> _EXERCISE_:
In the entries below, find the line containing "Target: pedestrian in background" and the line containing "Put a marker on every instance of the overcast". Copy those two lines and everything between them exactly, and only that.

> _GIVEN RECORDS_:
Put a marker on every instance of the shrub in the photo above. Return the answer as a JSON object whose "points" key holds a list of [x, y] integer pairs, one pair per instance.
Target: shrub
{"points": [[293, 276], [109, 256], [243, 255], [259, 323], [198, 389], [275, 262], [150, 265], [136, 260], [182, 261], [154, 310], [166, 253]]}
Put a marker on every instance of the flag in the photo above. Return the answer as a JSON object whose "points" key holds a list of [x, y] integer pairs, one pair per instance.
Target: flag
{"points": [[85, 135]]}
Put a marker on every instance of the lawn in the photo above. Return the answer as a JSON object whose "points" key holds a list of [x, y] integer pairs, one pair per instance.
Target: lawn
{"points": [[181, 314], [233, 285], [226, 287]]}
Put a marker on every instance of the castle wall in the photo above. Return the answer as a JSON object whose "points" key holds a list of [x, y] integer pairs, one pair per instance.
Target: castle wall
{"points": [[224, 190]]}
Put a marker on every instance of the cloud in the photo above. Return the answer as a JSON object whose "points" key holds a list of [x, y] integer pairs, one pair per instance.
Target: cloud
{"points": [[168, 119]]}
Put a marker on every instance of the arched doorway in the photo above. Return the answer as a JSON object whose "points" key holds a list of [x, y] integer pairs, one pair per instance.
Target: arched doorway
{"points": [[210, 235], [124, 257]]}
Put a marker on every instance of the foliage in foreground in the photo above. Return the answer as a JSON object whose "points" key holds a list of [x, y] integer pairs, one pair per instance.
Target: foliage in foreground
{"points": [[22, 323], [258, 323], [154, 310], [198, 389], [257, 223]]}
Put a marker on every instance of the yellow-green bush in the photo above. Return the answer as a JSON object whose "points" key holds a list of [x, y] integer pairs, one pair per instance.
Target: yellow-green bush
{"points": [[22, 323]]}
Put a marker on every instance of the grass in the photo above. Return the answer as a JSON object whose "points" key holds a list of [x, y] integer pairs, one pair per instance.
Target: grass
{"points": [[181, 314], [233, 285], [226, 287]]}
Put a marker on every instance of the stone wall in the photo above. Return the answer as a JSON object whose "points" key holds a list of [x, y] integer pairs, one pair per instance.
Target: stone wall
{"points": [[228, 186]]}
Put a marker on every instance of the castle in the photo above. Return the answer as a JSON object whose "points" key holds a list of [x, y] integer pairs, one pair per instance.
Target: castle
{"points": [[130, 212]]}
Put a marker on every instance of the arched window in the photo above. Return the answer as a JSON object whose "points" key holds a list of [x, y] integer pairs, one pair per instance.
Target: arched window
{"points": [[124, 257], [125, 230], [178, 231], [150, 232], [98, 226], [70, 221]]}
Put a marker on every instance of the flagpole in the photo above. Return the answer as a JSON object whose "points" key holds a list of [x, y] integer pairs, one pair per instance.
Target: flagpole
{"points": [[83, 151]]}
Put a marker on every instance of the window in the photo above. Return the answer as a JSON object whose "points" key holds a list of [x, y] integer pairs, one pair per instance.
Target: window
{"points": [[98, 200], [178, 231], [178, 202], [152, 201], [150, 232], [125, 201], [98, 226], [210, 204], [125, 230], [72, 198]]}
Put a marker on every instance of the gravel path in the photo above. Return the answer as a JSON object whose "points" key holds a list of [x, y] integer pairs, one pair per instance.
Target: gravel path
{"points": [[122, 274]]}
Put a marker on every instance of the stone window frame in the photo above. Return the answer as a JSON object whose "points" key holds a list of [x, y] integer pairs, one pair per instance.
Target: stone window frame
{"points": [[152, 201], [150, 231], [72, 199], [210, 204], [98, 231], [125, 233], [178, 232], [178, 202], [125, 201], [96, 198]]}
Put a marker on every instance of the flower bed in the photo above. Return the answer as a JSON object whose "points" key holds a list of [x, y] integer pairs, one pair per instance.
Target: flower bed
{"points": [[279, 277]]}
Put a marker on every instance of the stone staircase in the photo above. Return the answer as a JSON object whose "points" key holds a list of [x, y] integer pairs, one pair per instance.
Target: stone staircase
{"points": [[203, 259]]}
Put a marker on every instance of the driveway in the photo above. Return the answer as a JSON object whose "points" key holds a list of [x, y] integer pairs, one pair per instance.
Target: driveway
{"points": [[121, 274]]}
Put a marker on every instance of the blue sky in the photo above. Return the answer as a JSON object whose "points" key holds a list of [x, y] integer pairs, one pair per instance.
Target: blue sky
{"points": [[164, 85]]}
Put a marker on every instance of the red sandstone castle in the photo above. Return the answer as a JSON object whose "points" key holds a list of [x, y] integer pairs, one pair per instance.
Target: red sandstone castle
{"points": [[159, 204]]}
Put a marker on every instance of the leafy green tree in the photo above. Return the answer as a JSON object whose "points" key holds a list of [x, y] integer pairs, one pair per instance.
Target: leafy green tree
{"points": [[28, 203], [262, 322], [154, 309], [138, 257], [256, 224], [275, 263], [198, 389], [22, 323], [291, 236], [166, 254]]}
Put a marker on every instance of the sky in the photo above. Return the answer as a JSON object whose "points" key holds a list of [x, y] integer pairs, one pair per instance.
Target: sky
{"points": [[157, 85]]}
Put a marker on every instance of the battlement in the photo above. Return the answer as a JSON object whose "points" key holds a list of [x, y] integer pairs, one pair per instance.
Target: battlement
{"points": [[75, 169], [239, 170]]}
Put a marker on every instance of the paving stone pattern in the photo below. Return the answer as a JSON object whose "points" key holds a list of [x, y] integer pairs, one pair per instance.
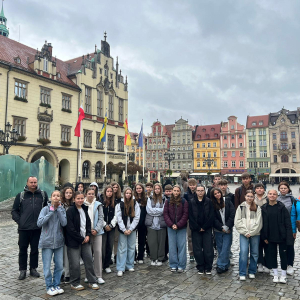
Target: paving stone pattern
{"points": [[146, 282]]}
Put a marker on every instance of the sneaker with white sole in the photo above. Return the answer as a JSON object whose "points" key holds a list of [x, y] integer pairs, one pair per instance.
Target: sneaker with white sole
{"points": [[59, 290], [282, 280], [77, 287], [94, 286], [100, 280], [52, 291], [260, 268], [290, 270]]}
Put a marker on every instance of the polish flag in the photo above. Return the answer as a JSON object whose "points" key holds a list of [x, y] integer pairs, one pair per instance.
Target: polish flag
{"points": [[77, 130]]}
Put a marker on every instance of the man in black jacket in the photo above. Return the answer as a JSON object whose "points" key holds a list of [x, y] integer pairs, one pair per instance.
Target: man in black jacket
{"points": [[26, 209]]}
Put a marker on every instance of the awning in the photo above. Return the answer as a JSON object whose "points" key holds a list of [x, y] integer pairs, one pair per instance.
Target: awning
{"points": [[284, 175]]}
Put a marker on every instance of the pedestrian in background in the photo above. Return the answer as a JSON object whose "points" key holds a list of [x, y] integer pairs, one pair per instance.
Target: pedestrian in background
{"points": [[52, 219]]}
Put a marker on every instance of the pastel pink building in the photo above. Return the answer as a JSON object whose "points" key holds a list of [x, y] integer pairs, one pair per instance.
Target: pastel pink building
{"points": [[233, 148]]}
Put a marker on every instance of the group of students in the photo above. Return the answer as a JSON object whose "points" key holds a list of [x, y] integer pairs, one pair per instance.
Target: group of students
{"points": [[89, 225]]}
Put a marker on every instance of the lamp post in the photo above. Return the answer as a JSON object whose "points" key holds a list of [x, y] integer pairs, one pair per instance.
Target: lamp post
{"points": [[8, 137], [169, 156]]}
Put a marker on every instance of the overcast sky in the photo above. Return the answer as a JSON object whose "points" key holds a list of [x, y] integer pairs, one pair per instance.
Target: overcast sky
{"points": [[203, 60]]}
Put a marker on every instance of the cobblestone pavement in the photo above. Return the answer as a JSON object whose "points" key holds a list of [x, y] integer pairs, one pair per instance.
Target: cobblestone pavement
{"points": [[146, 282]]}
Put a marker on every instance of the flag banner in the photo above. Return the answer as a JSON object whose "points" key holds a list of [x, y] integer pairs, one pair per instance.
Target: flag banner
{"points": [[103, 130], [77, 130], [127, 140], [141, 137]]}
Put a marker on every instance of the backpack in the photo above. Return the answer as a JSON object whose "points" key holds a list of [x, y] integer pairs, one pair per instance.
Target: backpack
{"points": [[22, 197]]}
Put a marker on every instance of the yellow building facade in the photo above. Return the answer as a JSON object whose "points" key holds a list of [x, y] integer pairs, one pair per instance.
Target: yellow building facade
{"points": [[40, 96]]}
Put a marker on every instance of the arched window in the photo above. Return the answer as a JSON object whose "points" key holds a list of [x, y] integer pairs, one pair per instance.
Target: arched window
{"points": [[98, 167], [86, 169], [283, 135]]}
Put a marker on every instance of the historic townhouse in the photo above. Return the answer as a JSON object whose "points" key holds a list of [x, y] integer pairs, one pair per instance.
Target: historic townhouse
{"points": [[40, 95]]}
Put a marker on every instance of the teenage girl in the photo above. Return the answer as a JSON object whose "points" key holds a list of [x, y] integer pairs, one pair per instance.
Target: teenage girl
{"points": [[109, 224], [156, 226], [52, 219], [128, 216], [95, 211]]}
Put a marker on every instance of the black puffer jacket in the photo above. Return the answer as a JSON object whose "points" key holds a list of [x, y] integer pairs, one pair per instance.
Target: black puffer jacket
{"points": [[26, 213]]}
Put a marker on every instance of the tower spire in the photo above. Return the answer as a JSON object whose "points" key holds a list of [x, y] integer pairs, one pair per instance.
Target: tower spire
{"points": [[3, 28]]}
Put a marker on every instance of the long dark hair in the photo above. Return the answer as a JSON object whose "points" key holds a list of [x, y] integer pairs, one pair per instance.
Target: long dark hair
{"points": [[109, 201], [175, 200], [216, 204], [143, 195]]}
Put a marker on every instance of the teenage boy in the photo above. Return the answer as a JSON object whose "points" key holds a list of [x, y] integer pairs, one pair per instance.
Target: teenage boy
{"points": [[149, 189], [191, 194], [240, 192], [217, 179]]}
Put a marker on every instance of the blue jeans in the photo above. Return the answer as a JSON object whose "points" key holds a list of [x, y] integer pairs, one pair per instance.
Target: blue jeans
{"points": [[177, 248], [58, 258], [126, 251], [253, 242], [223, 241]]}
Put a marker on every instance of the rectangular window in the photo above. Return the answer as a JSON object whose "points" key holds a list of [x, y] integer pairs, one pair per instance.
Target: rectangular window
{"points": [[44, 130], [65, 133], [45, 96], [87, 138], [121, 108], [111, 142], [21, 89], [111, 107], [100, 105], [66, 101], [88, 100], [121, 143], [99, 145]]}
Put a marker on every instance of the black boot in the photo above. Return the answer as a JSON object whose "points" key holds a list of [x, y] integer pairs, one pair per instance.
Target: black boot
{"points": [[22, 275], [34, 273]]}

> _RESULT OF THE TASK_:
Target: pedestrian in background
{"points": [[52, 219]]}
Put a marker on every instance of the pastel pink building in the photo above. Return the answer as a JSON object whose "points" key holds a list of [x, y] integer pairs, one pair per instance.
Target: pastel pink building
{"points": [[233, 148]]}
Put a marker on every instance of the group of students in the photo above. Return the answer as a JSON object whose "points" key holds a list of [x, y] integer pairs, one pair per instance.
Target: group of students
{"points": [[89, 225]]}
Put a marker on every instance of the lamp post in the photo above. Return the answer as a JSON object whose "points" key holds a list of [x, y] integer pairs, one pair per instance.
Target: lamp post
{"points": [[8, 137], [169, 156]]}
Put a marker on every instance of the overcast sky in the photo above. Return the answer as a JSON object whose "points" key holds a list of [x, y] integer pairs, one pair per instance.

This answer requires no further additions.